(Natural language region descriptions)

------------------------------------------------------------

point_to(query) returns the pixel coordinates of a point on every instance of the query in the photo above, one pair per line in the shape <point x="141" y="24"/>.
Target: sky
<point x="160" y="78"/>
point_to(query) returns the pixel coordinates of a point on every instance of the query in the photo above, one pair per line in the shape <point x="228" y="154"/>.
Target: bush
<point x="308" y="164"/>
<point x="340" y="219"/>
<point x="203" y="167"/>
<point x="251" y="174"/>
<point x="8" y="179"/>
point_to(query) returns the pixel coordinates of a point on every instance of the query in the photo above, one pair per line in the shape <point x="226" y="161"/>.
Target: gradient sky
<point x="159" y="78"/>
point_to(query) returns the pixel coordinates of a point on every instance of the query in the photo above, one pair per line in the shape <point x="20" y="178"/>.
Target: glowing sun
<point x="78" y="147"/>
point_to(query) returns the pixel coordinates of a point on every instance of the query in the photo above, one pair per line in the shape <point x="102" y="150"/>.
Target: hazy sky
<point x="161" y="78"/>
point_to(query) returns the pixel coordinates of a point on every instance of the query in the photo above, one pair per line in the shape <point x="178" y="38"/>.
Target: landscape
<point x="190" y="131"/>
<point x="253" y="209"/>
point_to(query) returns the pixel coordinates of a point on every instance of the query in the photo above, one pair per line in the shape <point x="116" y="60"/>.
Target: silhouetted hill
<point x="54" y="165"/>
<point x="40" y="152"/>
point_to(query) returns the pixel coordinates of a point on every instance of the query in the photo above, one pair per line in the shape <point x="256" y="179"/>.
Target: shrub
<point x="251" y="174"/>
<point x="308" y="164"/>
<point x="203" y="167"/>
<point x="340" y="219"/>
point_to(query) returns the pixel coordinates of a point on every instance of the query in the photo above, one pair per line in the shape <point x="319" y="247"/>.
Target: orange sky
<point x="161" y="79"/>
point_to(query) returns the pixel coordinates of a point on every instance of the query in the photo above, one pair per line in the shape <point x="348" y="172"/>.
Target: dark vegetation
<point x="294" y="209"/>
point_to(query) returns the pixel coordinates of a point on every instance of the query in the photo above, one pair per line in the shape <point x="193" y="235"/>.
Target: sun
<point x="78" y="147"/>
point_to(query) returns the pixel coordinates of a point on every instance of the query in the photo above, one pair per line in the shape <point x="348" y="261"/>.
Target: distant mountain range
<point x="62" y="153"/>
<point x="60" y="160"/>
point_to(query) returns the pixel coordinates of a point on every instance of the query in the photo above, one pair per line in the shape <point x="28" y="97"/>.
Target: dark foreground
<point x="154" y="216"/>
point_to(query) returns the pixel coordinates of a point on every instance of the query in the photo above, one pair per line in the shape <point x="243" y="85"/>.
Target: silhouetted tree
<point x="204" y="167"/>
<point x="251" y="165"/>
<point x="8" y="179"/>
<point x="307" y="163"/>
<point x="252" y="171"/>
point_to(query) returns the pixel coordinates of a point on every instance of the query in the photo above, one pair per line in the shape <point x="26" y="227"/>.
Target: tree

------------------------------------------------------------

Task statement
Please reproduce all of the entries exactly as they stand.

Written answer
point_to(query) returns the pixel coordinates of a point on every instance of the query in the photo above, one pair per line in the shape <point x="141" y="24"/>.
Target: sky
<point x="160" y="78"/>
point_to(query) returns the pixel coordinates of a point on every instance of the query in the photo above, one pair per line in the shape <point x="228" y="154"/>.
Target: bush
<point x="308" y="164"/>
<point x="340" y="219"/>
<point x="203" y="167"/>
<point x="251" y="174"/>
<point x="8" y="179"/>
point_to(query) returns the pixel coordinates of a point on every instance of the query in the photo above, one pair per line in the shape <point x="226" y="161"/>.
Target: gradient sky
<point x="159" y="78"/>
point_to(query) returns the pixel coordinates of a point on every instance of the query in the photo above, one pair per line in the shape <point x="20" y="178"/>.
Target: glowing sun
<point x="78" y="147"/>
point_to(query) returns the pixel coordinates of a point on every instance of the query in the photo above, one pair per line in the shape <point x="102" y="150"/>.
Target: hazy sky
<point x="161" y="78"/>
point_to(query) returns the pixel coordinates of a point on every instance of the query in the photo above, one pair per line in the shape <point x="178" y="38"/>.
Target: landscape
<point x="190" y="131"/>
<point x="253" y="209"/>
point_to(query) returns the pixel coordinates of a point on every instance of the query in the photo above, one pair per line in the shape <point x="116" y="60"/>.
Target: silhouetted hill
<point x="54" y="165"/>
<point x="40" y="152"/>
point_to(query) returns the pixel coordinates of a point on every instance of the query in the photo above, one pair per line in the shape <point x="256" y="179"/>.
Target: shrub
<point x="251" y="174"/>
<point x="308" y="164"/>
<point x="203" y="167"/>
<point x="340" y="219"/>
point_to(query) returns the pixel coordinates of a point on every instance of the query in the photo above, one pair per line in the shape <point x="319" y="247"/>.
Target: orange sky
<point x="161" y="79"/>
point_to(query) returns the pixel coordinates of a point on every instance of the query in the photo above, one pair per line in the shape <point x="348" y="172"/>.
Target: dark vegetation
<point x="294" y="209"/>
point_to(query) returns the pixel coordinates of a point on every instance of the query in the photo above, one pair per line in the shape <point x="193" y="235"/>.
Target: sun
<point x="78" y="147"/>
point_to(query) returns the pixel coordinates of a point on every instance of the query in the photo above, one pair per line in the shape <point x="348" y="261"/>.
Target: distant mountain range
<point x="62" y="153"/>
<point x="60" y="160"/>
point_to(query) returns the pixel coordinates of a point on every instance of the query in the photo above, one pair per line in the shape <point x="28" y="97"/>.
Target: dark foreground
<point x="154" y="216"/>
point_to(query) returns the pixel coordinates of a point on every instance of the query in the photo above, one pair per line in the shape <point x="243" y="85"/>.
Target: silhouetted tree
<point x="204" y="167"/>
<point x="251" y="165"/>
<point x="8" y="179"/>
<point x="307" y="163"/>
<point x="252" y="171"/>
point_to(query) returns the pixel coordinates of a point on every instance of the query in the photo above, one pair per line in the shape <point x="26" y="227"/>.
Target: tree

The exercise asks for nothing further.